*WHAT YOU ARE ASKED TO DO:* In the text on winter outdoor activities, write out everything from "Some Additional Things" down to "to be mitigated?", substituting "dangers" for "hazards".

The basics of dressing for winter weather are:

  • dressing in layers
  • avoiding cotton clothing (it gets wet and stays wet)
  • a shell (wind and waterproof layer) as the outer layer on both top and bottom
  • warm winter boots (warm and waterproof)
  • mittens, toques, scarves etc.- bring extras

Take some time to prepare your students so that they know what dressing for the winter weather looks like. You can find some handy tools for communicating with families in our “Get Outside Tool Kit.”

2. Check the Snow and Weather Conditions in Advance

As part of ensuring your student’s safety, be sure to conduct a site assessment of the area you plan on using. Before taking your students out to build, ensure that you check the snow and weather conditions in the area that you plan to build in.

Some Additional Things to Consider Are:

  • how deep is the snow? can the kids easily travel through the snow? Is it accessible to everyone?
  • is the snow covering up any potential hazards?
  • are there icy areas that kids need to be aware of?
  • are there any hazards in the area that need to be mitigated?
  • are there areas with overhanging snow or ice that could fall?
  • what is the temperature and windchill?
  • do we have a warm-up space?
4 kids dressed in winter clothing

7 Fantastic Winter Art Projects

1. Snow Water Colour Painting

Materials: water colour paper, brushes, water colour paints, clipboards, masking tape

I love to do this activity when the snow begins to melt. Students use the melt water in puddles, or from downspouts to wet their brushes for their watercolour paintings. Students enjoy the novelty of being able to use a natural source of water for their paintings. An added bonus is that they can also be inspired for their artwork by the nature that surrounds them outside.

For Snow Water Colour Painting:
  1. Tape watercolour paper to a clipboard
  2. Provide students with watercolour paints (I prefer solid paints) and a brush
  3. If students are unfamiliar with watercolour paints, show them how to use them
  4. Instruct students to play with the watercolour paints using melted snow, water from clean puddles, or water from downspouts to wet their brushes
  5. If you wish, students may paint what they see in their learning space, or they may simply play and experiment with the watercolour paints.
a child's winter water colour painting

2. Spray Paint the Snow

Materials: food colouring, spray/squirt bottles, extra mittens

Here is a great tutorial from Sprouting Wild Ones on Painting the Snow!

This is a great activity for students both young and old. Younger students will simply enjoy the novelty of painting the snow. Older students will have the opportunity to get more creative and layer colours and create intricate, large-scale works of art.

Here are some tips that I have found helpful when spray painting the snow:
  1. Mittens will get wet doing this activity. Have students bring extra mitts so that they can continue to play outside when they are done painting the snow.
  2. Begin a collection of spray and squirt bottles early. If you are purchasing spray bottles, check the quality. I have had varying luck/success with dollar store bottles (some of them break very quickly in the cold.)

*DATA EXTRACT:*
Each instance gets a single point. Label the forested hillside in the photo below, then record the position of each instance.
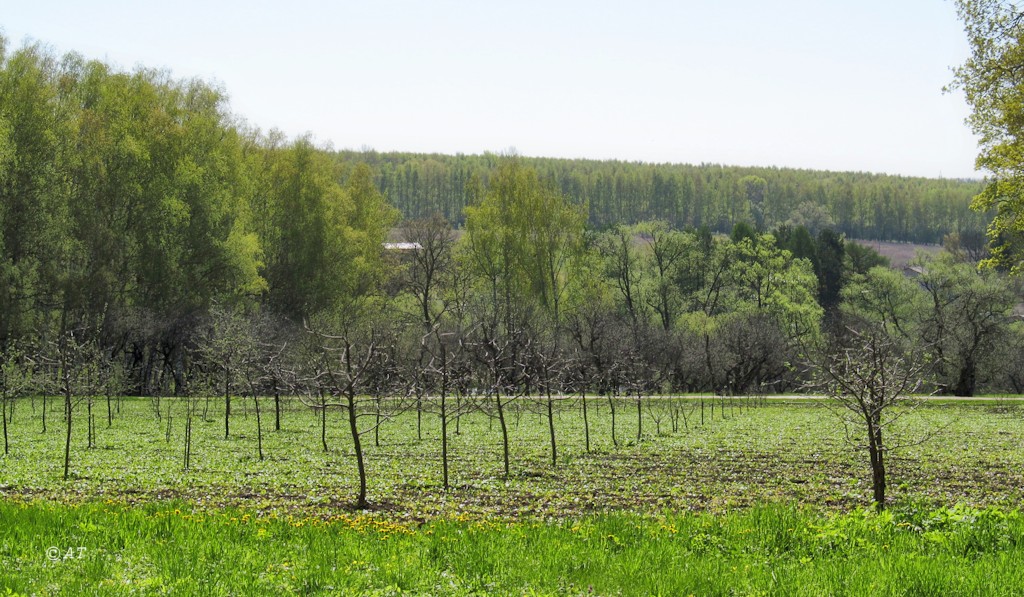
(142, 224)
(860, 205)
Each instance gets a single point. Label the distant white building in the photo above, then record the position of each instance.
(402, 247)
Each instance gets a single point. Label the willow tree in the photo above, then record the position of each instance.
(993, 85)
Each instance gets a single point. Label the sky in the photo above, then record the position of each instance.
(817, 84)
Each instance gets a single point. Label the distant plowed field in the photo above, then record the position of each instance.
(899, 253)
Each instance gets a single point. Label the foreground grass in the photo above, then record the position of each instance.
(777, 453)
(168, 548)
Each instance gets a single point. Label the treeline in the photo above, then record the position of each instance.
(138, 215)
(858, 205)
(130, 203)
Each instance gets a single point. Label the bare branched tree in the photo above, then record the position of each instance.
(871, 379)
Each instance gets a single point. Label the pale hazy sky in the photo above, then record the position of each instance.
(823, 84)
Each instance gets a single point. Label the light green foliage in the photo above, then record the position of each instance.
(325, 245)
(524, 237)
(886, 297)
(966, 322)
(991, 82)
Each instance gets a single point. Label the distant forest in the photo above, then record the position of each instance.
(859, 205)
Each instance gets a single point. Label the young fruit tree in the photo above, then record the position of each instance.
(870, 379)
(346, 353)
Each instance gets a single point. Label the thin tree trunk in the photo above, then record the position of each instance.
(227, 407)
(639, 418)
(259, 428)
(551, 429)
(586, 422)
(505, 433)
(444, 471)
(360, 500)
(188, 417)
(324, 422)
(877, 452)
(167, 437)
(611, 406)
(377, 426)
(419, 417)
(6, 448)
(68, 411)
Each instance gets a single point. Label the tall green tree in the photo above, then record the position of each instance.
(993, 85)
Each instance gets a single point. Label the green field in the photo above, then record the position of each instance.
(768, 500)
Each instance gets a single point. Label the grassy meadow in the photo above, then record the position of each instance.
(762, 499)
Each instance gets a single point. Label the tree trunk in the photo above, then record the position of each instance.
(877, 452)
(551, 429)
(586, 423)
(188, 416)
(259, 428)
(444, 439)
(324, 423)
(360, 500)
(967, 380)
(377, 423)
(6, 448)
(505, 433)
(276, 411)
(419, 417)
(68, 410)
(227, 406)
(639, 418)
(611, 406)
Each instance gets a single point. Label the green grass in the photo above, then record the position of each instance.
(766, 550)
(767, 501)
(787, 453)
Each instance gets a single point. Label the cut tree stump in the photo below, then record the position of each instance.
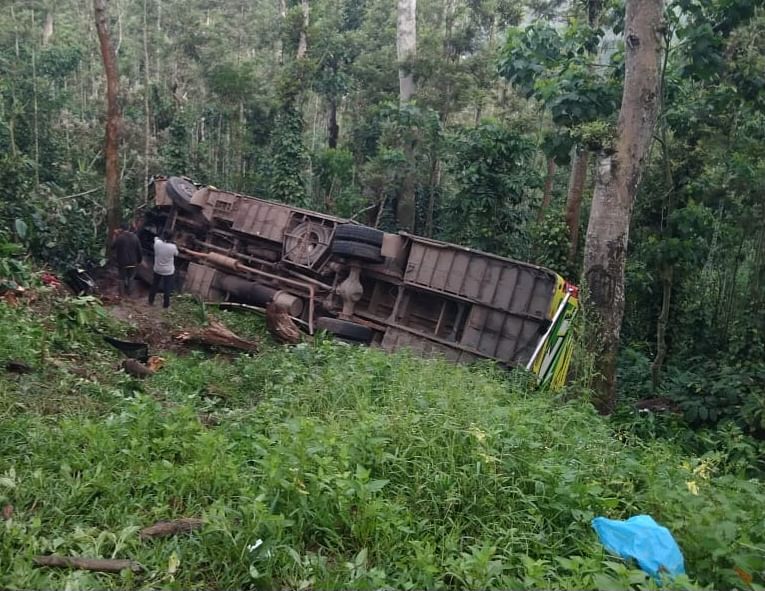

*FINISHED EXERCISE:*
Some Additional Things to Consider Are:

  • how deep is the snow? can the kids easily travel through the snow? Is it accessible to everyone?
  • is the snow covering up any potential dangers?
  • are there icy areas that kids need to be aware of?
  • are there any dangers in the area that need to be mitigated?